* [Prompt]:
Read the records and gather each line that includes "white".

* [Information]:
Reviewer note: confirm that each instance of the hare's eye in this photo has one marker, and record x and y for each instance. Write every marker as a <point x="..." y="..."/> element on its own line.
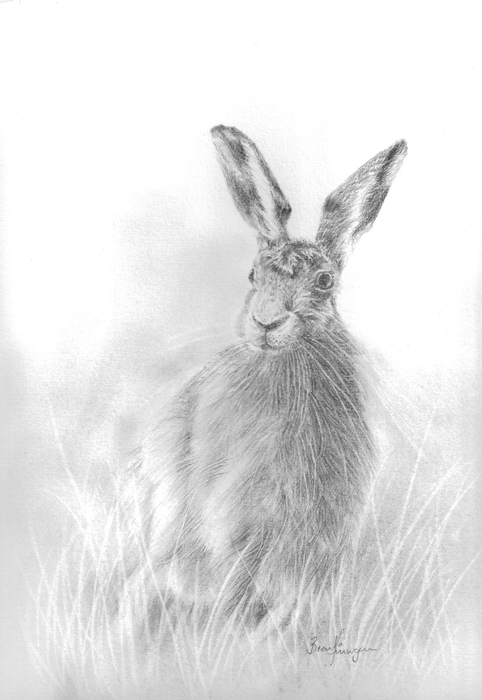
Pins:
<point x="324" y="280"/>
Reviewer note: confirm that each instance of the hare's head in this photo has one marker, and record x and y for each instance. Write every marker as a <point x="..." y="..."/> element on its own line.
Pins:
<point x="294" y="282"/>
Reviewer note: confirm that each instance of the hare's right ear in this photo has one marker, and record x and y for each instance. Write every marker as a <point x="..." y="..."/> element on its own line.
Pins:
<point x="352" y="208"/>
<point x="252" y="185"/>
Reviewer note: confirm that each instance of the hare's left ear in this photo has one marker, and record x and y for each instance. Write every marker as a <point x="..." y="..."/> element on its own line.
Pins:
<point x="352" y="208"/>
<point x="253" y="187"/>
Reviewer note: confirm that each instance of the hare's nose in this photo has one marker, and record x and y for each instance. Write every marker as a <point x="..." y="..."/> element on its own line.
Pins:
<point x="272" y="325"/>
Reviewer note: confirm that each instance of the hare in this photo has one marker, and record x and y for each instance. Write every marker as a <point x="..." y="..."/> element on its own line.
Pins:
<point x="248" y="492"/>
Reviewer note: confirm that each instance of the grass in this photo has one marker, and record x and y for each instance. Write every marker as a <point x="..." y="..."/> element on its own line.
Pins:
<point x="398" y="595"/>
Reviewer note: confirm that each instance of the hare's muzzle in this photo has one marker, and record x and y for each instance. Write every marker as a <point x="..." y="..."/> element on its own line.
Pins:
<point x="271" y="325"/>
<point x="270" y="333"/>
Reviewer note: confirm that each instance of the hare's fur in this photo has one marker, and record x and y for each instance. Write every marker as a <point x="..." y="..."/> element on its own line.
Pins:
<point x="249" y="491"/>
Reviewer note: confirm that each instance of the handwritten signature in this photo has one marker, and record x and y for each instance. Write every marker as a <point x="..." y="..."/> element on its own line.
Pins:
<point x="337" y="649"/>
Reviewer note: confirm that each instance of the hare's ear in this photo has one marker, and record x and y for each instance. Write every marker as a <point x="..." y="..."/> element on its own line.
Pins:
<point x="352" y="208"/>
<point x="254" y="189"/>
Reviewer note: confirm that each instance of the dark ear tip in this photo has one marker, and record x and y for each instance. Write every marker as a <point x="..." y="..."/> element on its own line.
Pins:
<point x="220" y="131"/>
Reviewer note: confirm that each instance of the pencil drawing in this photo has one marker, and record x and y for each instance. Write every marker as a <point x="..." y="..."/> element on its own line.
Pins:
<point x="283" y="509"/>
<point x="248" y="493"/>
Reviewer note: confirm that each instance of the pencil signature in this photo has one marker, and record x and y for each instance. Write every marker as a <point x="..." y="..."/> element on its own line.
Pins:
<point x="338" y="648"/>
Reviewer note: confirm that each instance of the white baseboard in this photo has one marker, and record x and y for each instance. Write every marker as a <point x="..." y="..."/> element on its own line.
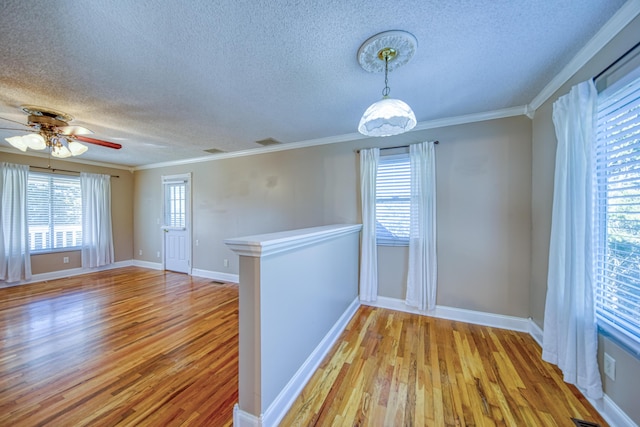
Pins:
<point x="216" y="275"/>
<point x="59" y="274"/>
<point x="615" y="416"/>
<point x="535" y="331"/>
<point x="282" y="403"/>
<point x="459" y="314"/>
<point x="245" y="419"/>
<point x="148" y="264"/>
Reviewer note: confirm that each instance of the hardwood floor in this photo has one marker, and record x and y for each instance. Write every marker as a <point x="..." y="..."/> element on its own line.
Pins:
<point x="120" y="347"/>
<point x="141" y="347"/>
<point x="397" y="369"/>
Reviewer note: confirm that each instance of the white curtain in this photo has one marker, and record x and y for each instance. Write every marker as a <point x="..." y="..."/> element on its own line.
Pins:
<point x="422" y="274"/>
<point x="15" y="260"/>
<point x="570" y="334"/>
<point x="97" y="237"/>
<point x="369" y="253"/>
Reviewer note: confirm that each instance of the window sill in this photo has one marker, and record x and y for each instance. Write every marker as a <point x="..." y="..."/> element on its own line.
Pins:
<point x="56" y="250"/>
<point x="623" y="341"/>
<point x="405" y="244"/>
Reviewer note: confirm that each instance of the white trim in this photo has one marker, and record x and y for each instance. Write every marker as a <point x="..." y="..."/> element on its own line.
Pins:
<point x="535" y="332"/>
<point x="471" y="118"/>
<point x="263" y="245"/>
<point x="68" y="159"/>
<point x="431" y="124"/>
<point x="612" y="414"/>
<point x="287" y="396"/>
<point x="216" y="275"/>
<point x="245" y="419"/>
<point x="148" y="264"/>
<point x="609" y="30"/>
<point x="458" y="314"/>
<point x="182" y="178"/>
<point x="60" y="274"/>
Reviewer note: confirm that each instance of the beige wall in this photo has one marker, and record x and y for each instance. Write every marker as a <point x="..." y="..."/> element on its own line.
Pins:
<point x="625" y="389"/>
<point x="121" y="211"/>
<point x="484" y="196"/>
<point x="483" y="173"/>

* [Exercise output]:
Reviewer note: confirm that each instance of the white baseboard in this photo has one marker, and record x and y for each instance. Write every marker as a <point x="..." y="..."/> element on its own line.
Reviewer note: confirm that each instance of the white curtain in this photo has one marker, and record x and y for each instance. Write every marker as a <point x="..." y="..."/> element on its own line.
Reviewer note: confirm that each instance of the white trim in this photo has one marker, and record x and y for each instance. Write every marker as a <point x="..." y="..."/> element on its own line.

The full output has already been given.